## EXERCISE DETAILS
Rewrite the records starting at the line that has "For every instance of the dark hair" and ending after the line that has "(234, 1041)", replacing "toes" with "heel" and changing nothing else.

***** MATERIAL SHOWN *****

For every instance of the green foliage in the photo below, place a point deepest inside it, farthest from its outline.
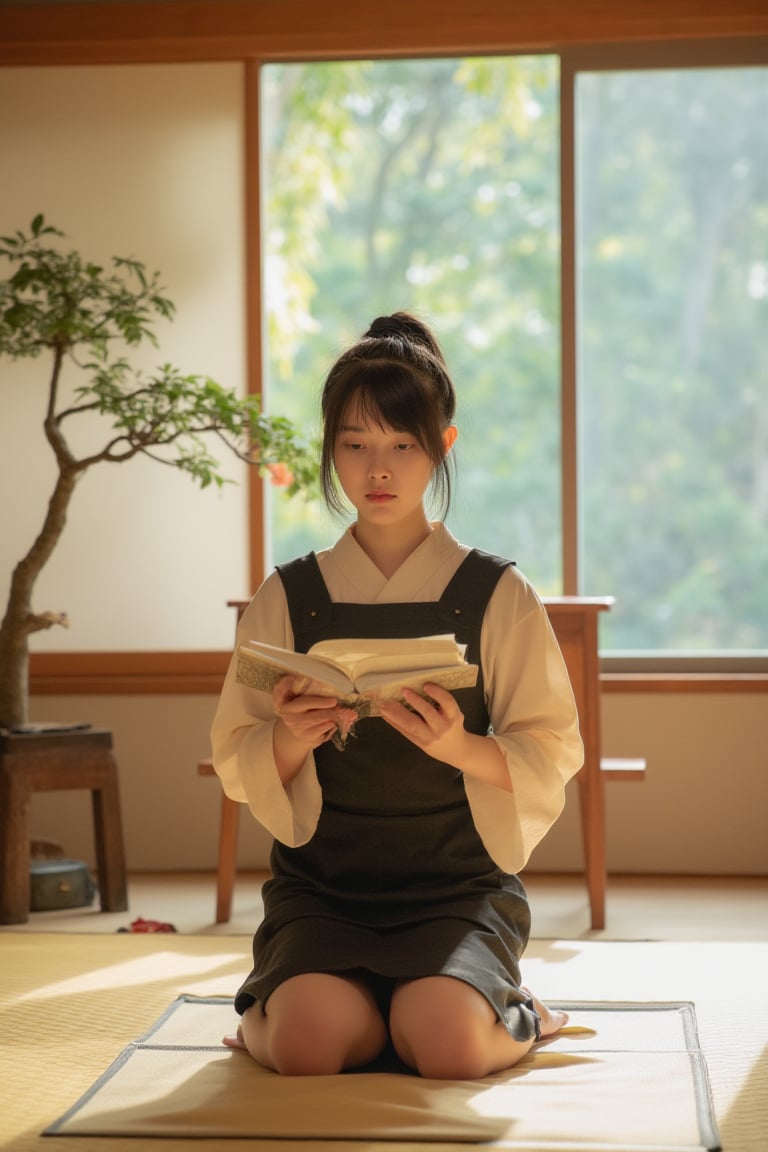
(56, 302)
(433, 184)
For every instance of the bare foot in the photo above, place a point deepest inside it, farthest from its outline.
(552, 1020)
(236, 1040)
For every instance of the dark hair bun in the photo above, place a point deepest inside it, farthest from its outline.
(404, 326)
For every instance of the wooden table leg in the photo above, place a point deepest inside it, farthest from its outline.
(109, 853)
(227, 858)
(14, 844)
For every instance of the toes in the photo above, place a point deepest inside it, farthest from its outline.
(234, 1041)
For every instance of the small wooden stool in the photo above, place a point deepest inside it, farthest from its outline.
(53, 762)
(227, 848)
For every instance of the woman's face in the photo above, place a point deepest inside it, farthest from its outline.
(385, 474)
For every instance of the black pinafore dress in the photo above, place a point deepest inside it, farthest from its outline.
(395, 884)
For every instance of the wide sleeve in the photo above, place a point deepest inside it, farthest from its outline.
(533, 720)
(241, 734)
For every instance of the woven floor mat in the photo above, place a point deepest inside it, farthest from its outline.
(620, 1076)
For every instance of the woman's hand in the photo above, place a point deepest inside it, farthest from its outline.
(436, 726)
(308, 719)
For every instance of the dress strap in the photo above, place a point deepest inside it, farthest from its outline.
(309, 603)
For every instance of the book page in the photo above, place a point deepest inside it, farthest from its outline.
(359, 657)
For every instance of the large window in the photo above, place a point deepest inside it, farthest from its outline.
(434, 186)
(671, 190)
(428, 186)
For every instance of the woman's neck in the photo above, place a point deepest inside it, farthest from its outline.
(389, 548)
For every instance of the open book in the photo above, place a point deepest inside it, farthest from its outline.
(358, 672)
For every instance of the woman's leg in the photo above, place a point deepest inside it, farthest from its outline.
(445, 1029)
(314, 1024)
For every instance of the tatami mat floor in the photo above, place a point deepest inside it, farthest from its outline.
(638, 908)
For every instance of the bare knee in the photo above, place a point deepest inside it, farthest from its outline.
(446, 1030)
(314, 1025)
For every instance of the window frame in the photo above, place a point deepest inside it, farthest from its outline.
(679, 54)
(584, 35)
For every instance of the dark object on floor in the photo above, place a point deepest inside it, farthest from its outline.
(58, 884)
(142, 925)
(46, 850)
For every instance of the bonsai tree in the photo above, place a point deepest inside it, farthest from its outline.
(82, 316)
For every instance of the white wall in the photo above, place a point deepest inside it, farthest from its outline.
(700, 810)
(143, 161)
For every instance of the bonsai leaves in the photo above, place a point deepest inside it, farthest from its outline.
(56, 302)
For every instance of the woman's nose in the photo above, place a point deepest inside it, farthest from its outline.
(378, 467)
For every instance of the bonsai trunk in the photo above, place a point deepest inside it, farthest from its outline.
(20, 621)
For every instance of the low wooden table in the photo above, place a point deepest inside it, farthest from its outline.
(52, 762)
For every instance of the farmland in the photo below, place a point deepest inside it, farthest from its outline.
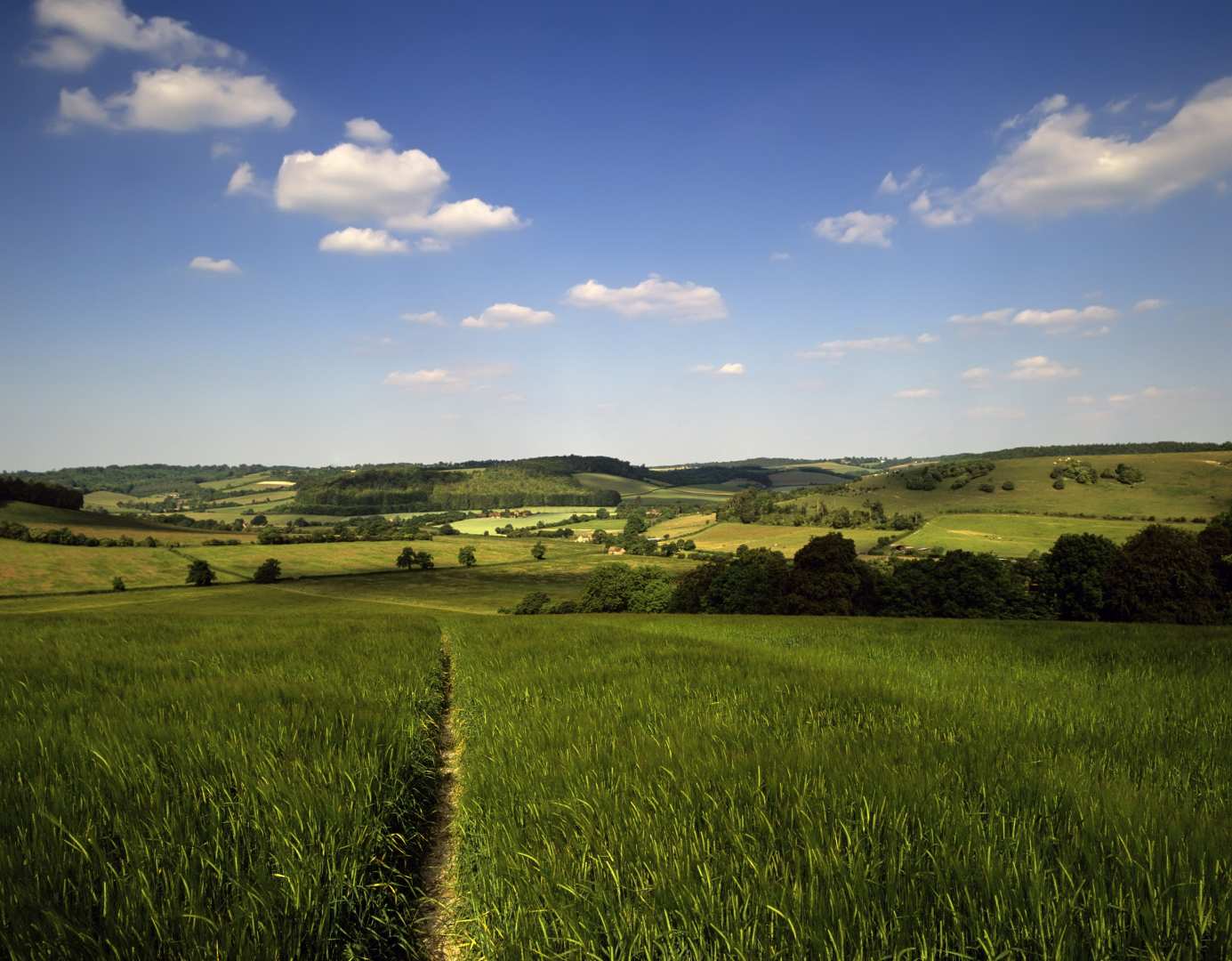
(1013, 535)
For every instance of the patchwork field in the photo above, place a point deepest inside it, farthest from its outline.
(1014, 535)
(36, 516)
(1177, 484)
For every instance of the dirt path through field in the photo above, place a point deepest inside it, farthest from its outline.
(440, 864)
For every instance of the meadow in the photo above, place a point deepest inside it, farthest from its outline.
(1015, 535)
(216, 775)
(691, 787)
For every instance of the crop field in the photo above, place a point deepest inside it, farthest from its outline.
(37, 516)
(729, 537)
(749, 787)
(623, 486)
(216, 778)
(1014, 535)
(1177, 484)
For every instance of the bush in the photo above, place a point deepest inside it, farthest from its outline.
(268, 572)
(200, 574)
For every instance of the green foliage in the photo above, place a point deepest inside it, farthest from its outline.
(200, 574)
(269, 570)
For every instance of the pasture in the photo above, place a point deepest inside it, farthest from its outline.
(1177, 484)
(1014, 535)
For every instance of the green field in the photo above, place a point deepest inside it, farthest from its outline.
(1177, 484)
(764, 787)
(249, 777)
(1014, 535)
(36, 516)
(729, 537)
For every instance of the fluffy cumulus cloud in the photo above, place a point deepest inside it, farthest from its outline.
(857, 227)
(214, 266)
(364, 130)
(180, 100)
(74, 32)
(428, 318)
(502, 316)
(1059, 166)
(362, 240)
(892, 185)
(1040, 368)
(397, 190)
(835, 349)
(652, 297)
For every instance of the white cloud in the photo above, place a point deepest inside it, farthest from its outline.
(890, 185)
(80, 29)
(652, 297)
(1046, 106)
(1001, 316)
(362, 130)
(857, 227)
(976, 376)
(431, 377)
(502, 316)
(1059, 168)
(180, 100)
(997, 413)
(428, 318)
(242, 180)
(1040, 368)
(1066, 317)
(364, 240)
(835, 349)
(461, 218)
(214, 266)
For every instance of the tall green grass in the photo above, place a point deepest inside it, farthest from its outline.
(248, 775)
(764, 787)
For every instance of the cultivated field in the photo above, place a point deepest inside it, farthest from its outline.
(1014, 535)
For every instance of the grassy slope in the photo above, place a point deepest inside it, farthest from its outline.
(1014, 535)
(774, 787)
(1177, 484)
(227, 774)
(36, 516)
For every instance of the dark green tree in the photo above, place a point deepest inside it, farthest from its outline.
(200, 574)
(1162, 576)
(268, 572)
(1072, 576)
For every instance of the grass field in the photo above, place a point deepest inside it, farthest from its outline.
(1177, 484)
(1014, 535)
(749, 787)
(36, 516)
(223, 777)
(729, 537)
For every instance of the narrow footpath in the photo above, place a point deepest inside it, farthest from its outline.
(436, 912)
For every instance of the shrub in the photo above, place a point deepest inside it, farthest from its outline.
(268, 572)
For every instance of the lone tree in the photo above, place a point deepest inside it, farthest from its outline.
(410, 558)
(200, 574)
(268, 572)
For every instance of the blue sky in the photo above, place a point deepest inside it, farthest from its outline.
(250, 233)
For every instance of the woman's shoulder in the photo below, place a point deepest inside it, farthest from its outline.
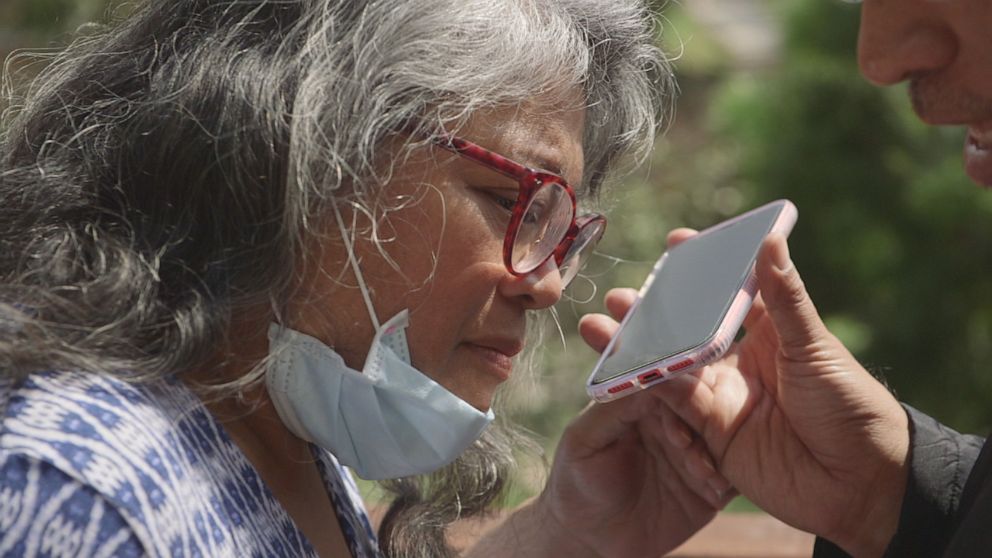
(75, 419)
(152, 452)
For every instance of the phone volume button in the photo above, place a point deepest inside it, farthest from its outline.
(681, 365)
(620, 387)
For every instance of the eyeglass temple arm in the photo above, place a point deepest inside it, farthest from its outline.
(479, 154)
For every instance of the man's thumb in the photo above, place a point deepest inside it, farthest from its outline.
(796, 321)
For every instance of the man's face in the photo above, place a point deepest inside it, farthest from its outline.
(944, 49)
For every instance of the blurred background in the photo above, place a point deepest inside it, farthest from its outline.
(894, 243)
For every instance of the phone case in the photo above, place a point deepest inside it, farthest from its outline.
(714, 348)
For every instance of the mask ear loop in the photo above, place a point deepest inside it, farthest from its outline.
(348, 245)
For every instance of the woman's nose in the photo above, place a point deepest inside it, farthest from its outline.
(901, 38)
(538, 289)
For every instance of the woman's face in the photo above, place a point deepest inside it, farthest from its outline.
(444, 232)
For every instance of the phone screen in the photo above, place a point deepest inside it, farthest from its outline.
(690, 294)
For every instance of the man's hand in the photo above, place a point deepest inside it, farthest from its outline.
(794, 422)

*****

## SOLUTION BELOW
For every instance of the dark hair bun in the photo above, place a point deepest inside it, farthest from its outline.
(404, 326)
For every instance of the wooden table leg in the photo above, place a point deepest inside it, farthest from its outline.
(109, 853)
(227, 858)
(14, 844)
For every instance of the heel in the photo above, place a point deepest inside it, farthest from its outline.
(234, 1041)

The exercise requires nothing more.